- _Instructions for the task_
Reproduce each of the following records verbatim, line for line and without any alteration.
════════
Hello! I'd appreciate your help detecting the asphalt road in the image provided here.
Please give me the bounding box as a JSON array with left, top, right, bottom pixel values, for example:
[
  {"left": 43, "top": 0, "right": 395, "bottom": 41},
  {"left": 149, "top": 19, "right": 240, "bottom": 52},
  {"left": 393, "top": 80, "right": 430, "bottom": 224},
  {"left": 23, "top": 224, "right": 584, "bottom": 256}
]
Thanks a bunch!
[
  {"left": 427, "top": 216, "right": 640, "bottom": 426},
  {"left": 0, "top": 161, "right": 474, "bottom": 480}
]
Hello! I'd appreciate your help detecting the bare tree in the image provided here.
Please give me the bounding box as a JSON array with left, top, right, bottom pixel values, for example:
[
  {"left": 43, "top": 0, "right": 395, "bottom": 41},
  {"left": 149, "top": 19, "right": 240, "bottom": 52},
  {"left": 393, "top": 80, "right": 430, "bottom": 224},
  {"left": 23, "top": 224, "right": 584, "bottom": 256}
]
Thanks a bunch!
════════
- _Reply_
Hello! I'd appreciate your help detecting the asphalt road in the image provided here.
Please give me the bounding box as a JSON array with left, top, right, bottom pixel values, for example:
[
  {"left": 43, "top": 0, "right": 395, "bottom": 41},
  {"left": 149, "top": 19, "right": 240, "bottom": 52},
  {"left": 393, "top": 80, "right": 430, "bottom": 224},
  {"left": 23, "top": 224, "right": 584, "bottom": 256}
]
Thanks a bunch!
[
  {"left": 427, "top": 216, "right": 640, "bottom": 426},
  {"left": 0, "top": 161, "right": 474, "bottom": 480}
]
Hello! I'd appreciate your help detecting the bare tree in the image provided here.
Please give me the bounding box as a JSON array with left, top, right, bottom pixel values, for example:
[
  {"left": 43, "top": 0, "right": 395, "bottom": 41},
  {"left": 149, "top": 19, "right": 240, "bottom": 52},
  {"left": 393, "top": 80, "right": 430, "bottom": 224},
  {"left": 23, "top": 224, "right": 584, "bottom": 256}
]
Thanks a bunch!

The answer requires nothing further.